I am just reading these posts about the length of the lighting. Just take a look at nature. Where is the length of the day only 6 hours? Do many plants grow there? No wonder algae take over this niche in your aquarium. Of course, I have also done experiments on the length of the day: with only 10 hours of lighting, some species do not grow at all in the long term; they die off after a few weeks/months. It is good to know where the individual plant species are distributed. North American species can grow with just 10 hours of lighting for some months, but tropical species often can't, subtropical ones have a day length of about 10-14 hours. Some aquarists simply save in the wrong place! spend money not only for your plants but don't save money for the electricity. Perhaps this thought is helpful: many nurseries additionally light their plants in winter to increase the day length. 

If you have problems with algae and the day lenth of your aquarium is too short, I recommend slowly increasing the day length to 12 hours (minimum, because you are cultivating many species from different countries) and reducing the light intensity first. A higher light intensity does not replace a longer day length! Another thought: when do the plants in our gardens start to grow and flower again? But in spring, when the day length (and warmth) increases.


----------



## dw1305 (1 Mar 2021)

Hi all,


PARAGUAY said:


> ........and @Darrell (dw) use a longer photoperiod


I do and for the same reason as @Christel, in nature many of our plants get  <"approx. 12 hours of incredibly bright tropical sunlight">.

There are proviso's I've never kept a tank with added CO2, and I always have a <"very large plant mass">, meaning that _Anubias & Bolbitis etc_. aren't <"being fried in very bright light">. 






Having a longer photoperiod, and a reasonably bright light, just takes light intensity out of the equation when you have poor plant growth in a floating (non-CO2 limited) plant. 

I use my floating plants as <"a net curtain"> and I think I'm probably fairly good at judging when I need to <"add or subtract light">.  

cheers Darrel


----------



## X3NiTH (1 Mar 2021)

I’m 10 hours here for growing Buce, half hour ramp each side of the photoperiod which is fairly dim as being occluded by stuff sitting on top of the aquarium (even more Buce).





The Buce could do with more light as they’re stretching for it!





Obviously my tank runs like a shady wee corner of the Borneo rainforest, tucked away somewhere under a waterfall!


----------



## Wookii (1 Mar 2021)

6-8 hours photo period appears to be largely the de facto standard advice for a high tech/CO2 injected tank on this forum, particularly on a tank start-up - the reason quoted to avoid algae outbreaks

From @Tim Harrison's excellent soil substrate guide:



Tim Harrison said:


> *The Soil Substrate Planted Tank - a How to Guide...

======

__ASSIGNED TASK 1__: In the forum thread on aquarium lighting, how many hours of light does X3NiTH give the tank for growing Buce?
__ASSIGNED TASK 2__: Resume the forum thread on aquarium photoperiod from the point where it stops.
None of this material is needed for the work here.

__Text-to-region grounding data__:
======

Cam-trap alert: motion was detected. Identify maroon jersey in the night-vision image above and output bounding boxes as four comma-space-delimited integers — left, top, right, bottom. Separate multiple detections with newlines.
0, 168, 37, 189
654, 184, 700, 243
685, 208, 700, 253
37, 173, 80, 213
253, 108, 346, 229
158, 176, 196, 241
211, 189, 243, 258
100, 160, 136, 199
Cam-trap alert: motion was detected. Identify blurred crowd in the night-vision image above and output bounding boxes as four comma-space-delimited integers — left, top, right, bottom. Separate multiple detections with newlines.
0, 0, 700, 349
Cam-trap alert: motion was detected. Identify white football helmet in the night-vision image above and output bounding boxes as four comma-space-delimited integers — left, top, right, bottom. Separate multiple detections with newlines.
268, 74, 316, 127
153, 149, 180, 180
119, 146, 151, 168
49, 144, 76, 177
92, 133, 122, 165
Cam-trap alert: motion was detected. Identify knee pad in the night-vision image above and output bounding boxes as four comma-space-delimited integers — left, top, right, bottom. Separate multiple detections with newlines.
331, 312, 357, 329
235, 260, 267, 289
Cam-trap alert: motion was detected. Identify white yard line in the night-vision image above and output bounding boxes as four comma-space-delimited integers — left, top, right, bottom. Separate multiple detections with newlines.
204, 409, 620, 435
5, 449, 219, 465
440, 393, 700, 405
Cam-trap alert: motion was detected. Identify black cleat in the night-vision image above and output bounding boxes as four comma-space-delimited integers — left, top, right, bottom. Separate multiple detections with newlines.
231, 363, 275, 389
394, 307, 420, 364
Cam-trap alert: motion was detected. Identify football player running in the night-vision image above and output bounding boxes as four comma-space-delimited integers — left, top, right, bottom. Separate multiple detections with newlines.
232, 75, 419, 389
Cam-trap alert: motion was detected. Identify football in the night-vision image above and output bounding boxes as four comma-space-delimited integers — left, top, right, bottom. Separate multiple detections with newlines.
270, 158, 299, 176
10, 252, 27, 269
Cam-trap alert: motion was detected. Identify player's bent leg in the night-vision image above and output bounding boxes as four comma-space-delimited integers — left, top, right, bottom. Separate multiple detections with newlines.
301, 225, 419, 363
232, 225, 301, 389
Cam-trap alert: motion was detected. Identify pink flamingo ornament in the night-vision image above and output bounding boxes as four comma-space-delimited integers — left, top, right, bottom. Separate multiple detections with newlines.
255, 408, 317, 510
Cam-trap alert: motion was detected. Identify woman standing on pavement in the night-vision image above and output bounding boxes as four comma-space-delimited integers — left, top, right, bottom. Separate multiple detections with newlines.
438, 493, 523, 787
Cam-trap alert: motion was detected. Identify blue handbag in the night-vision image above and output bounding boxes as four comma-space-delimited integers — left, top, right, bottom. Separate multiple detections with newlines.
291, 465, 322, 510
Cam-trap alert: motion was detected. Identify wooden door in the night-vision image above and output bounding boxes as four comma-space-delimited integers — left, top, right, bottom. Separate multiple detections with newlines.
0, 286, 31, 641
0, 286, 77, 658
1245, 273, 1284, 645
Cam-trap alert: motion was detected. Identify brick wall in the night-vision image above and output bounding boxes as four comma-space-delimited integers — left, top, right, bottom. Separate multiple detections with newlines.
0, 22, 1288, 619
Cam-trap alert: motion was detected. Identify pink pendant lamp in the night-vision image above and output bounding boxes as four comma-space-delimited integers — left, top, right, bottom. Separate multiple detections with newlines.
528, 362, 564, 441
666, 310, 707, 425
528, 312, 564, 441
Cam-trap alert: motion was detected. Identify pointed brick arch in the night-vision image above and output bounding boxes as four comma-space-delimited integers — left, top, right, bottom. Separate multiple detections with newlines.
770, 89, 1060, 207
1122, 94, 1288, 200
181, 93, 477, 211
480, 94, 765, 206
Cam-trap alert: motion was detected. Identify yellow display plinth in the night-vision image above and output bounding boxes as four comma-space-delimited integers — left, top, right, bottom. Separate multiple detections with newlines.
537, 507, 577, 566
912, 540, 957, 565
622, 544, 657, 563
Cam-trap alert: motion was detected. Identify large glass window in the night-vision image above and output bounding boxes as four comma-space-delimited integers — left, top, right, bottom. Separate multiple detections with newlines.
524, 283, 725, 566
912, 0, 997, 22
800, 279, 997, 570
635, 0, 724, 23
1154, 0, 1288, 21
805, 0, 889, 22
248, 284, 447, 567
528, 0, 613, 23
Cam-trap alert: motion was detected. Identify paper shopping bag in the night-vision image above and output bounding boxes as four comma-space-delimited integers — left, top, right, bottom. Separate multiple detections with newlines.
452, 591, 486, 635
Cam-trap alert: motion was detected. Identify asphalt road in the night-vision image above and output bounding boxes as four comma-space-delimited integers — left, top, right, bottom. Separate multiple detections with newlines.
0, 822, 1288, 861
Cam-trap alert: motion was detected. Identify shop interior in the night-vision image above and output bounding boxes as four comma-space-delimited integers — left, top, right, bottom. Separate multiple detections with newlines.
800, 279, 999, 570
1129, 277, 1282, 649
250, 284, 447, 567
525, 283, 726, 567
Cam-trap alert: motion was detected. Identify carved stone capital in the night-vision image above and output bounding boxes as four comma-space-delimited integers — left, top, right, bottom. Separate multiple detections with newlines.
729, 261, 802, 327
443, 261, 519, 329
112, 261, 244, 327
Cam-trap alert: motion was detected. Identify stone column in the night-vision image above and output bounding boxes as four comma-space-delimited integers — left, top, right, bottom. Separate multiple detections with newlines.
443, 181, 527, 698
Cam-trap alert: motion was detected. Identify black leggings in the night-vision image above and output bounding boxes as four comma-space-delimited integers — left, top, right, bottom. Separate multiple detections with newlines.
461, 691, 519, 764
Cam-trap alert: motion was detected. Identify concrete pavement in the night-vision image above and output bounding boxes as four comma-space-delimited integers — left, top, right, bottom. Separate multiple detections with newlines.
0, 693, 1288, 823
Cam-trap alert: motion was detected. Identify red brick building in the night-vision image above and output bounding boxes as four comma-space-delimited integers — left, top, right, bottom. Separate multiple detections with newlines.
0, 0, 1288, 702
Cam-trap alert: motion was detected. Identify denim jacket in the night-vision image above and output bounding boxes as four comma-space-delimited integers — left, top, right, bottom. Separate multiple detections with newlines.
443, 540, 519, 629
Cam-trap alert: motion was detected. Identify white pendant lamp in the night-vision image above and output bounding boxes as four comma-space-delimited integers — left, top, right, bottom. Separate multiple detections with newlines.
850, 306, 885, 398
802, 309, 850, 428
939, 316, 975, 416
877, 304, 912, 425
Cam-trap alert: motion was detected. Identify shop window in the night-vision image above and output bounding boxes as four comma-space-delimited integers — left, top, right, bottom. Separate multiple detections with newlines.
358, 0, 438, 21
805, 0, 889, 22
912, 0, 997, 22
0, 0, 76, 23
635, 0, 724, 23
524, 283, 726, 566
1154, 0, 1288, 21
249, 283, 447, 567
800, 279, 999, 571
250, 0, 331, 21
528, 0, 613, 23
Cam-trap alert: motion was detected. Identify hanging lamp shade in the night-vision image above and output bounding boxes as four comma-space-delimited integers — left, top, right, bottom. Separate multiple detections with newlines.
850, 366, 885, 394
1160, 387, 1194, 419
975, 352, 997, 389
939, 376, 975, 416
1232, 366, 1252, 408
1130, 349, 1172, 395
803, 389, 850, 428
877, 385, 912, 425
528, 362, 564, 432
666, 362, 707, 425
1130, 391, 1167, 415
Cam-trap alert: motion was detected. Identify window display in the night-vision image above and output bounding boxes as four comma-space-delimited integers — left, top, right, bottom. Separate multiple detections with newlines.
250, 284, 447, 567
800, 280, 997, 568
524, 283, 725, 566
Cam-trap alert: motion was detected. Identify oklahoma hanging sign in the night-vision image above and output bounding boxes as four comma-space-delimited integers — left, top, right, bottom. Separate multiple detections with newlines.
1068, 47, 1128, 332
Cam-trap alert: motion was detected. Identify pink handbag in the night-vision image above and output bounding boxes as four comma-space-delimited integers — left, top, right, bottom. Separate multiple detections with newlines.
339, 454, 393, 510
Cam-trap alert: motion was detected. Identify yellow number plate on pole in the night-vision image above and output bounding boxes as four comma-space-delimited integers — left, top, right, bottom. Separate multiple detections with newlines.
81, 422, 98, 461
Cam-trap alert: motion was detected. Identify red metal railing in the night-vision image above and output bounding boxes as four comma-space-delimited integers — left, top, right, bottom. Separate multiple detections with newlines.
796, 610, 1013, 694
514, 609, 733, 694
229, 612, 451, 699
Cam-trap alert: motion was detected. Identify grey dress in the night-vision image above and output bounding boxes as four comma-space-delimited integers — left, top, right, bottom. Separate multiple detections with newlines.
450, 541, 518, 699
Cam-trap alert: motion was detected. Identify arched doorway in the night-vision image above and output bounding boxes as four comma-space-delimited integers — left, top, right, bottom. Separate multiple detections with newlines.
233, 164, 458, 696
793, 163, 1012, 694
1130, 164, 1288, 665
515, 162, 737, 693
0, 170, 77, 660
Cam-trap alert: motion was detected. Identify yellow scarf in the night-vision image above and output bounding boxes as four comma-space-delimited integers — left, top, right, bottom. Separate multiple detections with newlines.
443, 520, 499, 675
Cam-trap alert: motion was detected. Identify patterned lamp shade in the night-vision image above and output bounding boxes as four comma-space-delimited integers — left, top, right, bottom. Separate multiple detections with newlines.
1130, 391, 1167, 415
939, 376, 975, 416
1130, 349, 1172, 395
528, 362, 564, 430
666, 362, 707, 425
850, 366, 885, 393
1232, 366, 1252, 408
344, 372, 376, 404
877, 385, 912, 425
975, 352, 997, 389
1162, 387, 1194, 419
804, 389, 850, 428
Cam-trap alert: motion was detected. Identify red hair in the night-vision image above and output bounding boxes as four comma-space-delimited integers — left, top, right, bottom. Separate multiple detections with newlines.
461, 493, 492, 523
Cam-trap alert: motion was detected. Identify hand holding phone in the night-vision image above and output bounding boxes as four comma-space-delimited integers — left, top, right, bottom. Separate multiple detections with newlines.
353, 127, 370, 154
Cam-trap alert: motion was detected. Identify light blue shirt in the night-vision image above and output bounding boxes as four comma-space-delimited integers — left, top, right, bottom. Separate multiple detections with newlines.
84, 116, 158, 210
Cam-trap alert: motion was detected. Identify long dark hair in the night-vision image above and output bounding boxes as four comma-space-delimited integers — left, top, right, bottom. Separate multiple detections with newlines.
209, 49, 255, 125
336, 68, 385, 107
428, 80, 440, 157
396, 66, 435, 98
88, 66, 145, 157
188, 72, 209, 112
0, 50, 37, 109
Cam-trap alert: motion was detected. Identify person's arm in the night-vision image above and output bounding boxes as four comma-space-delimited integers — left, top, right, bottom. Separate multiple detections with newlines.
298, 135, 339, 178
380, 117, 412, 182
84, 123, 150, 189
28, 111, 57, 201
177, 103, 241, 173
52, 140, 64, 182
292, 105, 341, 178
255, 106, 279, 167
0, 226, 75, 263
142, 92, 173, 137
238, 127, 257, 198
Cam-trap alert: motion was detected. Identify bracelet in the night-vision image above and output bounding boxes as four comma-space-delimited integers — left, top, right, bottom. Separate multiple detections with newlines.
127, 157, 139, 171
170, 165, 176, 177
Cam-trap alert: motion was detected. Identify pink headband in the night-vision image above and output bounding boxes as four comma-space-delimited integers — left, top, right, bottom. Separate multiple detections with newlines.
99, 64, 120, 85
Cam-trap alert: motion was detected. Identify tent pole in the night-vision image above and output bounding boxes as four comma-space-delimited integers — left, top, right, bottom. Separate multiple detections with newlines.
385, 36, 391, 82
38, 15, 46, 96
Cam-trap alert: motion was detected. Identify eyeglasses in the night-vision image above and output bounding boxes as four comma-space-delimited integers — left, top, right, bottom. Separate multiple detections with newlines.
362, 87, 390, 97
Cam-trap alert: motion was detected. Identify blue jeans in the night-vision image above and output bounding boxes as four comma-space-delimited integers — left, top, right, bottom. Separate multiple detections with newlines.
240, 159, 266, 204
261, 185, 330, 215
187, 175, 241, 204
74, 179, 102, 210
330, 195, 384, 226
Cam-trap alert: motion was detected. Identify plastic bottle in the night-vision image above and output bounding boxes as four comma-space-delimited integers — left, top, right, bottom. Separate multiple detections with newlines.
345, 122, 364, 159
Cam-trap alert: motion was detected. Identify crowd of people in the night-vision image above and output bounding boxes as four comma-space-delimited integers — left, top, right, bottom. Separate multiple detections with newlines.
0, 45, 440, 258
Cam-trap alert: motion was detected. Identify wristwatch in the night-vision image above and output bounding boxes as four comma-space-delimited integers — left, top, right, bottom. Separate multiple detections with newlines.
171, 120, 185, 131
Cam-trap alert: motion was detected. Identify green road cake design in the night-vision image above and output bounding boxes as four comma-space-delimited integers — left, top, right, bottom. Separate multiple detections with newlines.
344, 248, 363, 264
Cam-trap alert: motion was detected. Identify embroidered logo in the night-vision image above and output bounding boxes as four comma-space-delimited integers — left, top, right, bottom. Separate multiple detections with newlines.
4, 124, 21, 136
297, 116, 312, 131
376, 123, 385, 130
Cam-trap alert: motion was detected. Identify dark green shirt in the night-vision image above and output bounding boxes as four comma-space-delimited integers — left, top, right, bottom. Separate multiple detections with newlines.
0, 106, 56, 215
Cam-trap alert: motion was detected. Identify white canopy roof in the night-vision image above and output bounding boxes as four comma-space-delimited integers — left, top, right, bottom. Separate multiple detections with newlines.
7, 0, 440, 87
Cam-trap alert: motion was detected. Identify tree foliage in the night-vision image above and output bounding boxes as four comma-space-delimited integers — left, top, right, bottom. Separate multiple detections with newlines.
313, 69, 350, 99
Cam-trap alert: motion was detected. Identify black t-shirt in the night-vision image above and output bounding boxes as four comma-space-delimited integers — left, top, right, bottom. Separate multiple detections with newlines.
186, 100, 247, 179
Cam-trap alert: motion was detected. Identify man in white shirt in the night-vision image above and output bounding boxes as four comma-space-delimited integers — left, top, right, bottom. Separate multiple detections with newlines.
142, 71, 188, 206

======

__ANSWER 1__: Ten hours, with a half-hour ramp at each end of the photoperiod.

__ANSWER 2__:
> 
> Lighting*
> 
> Lighting duration depends largely on which source and intensity of aquarium lighting you chose. There are no hard and fast rules and a bit of experimentation is needed to get the optimum combination. This is important since in a soil substrate tank, without CO2 injection and nutrient dosing, lighting is usually the only parameter that you can vary to achieve a balanced system; but around 6 - 8 hours is the often quoted standard. In a newly set up tank it’s best to start with a photoperiod of just 6 hours to avoid algal outbreaks. Once the plants are grown in, and the tank becomes biologically stable, the photoperiod can be gradually increased if necessary.


 
I 'm not sure on the origin of the 6-8 hours photo period - I've read numerous comments from Tom Barr (@plantbrain) recommending 6-10 hours. However as we now have two forum experts advocating 12 hours photo periods, it would be useful to understand where the original 6-8 hour advice comes from, and recheck its validity on a high tech tank?

I have always run my tanks with a 6-7 hour photo period, purely for the reason of avoiding algae. Even though, anecdotally, I've never had any significant issues with plants growing sufficiently in that period, I'd definitely prefer to have the lights on for 12 hours instead, providing that doesn't lead to additional algae.


----------



## Franks (1 Mar 2021)

The tank is new so burning it with 12 hours of light when the plants need to convert fully to submersible form and are also incapable of using all the nutrition/Co2 from the water column means the tank will be more prone to various algae. Limiting the photoperiod gives you a buffer to reduce algae problems at the cost of optimal daily plant growth. Once the tank is fully adapted and growing like mad then by all means, ramping up to 10-12 hours is achievable as long as you retain the balance of increased Co2/ferts for the additional plant energy. You'll also need to change the water much more often too.

As a side question to this, would a ramped lighting intensity and a difference in spectrum at certain points of the day be preferable to the plants like they get in nature? I don't know, but I love that my light can do this. I've not had any trouble yet and it's peaks in the midday to 70% much like the illustration shown. Perhaps once fully grown in, that threshold could be increased for a longer duration, higher intensity etc but to make for socially acceptable viewing, it's nice to have the light decline into the evening. This mimics nature anyway so as long as balance can found, surely this is the best approach?


----------



## Tim Harrison (1 Mar 2021)

Wookii said:


> 6-8 hours photo period appears to be largely the de facto standard advice for a high tech/CO2 injected tank on this forum, particularly on a tank start-up - the reason quoted to avoid algae outbreaks
> 
> From @Tim Harrison's excellent soil substrate guide:
> 
> ...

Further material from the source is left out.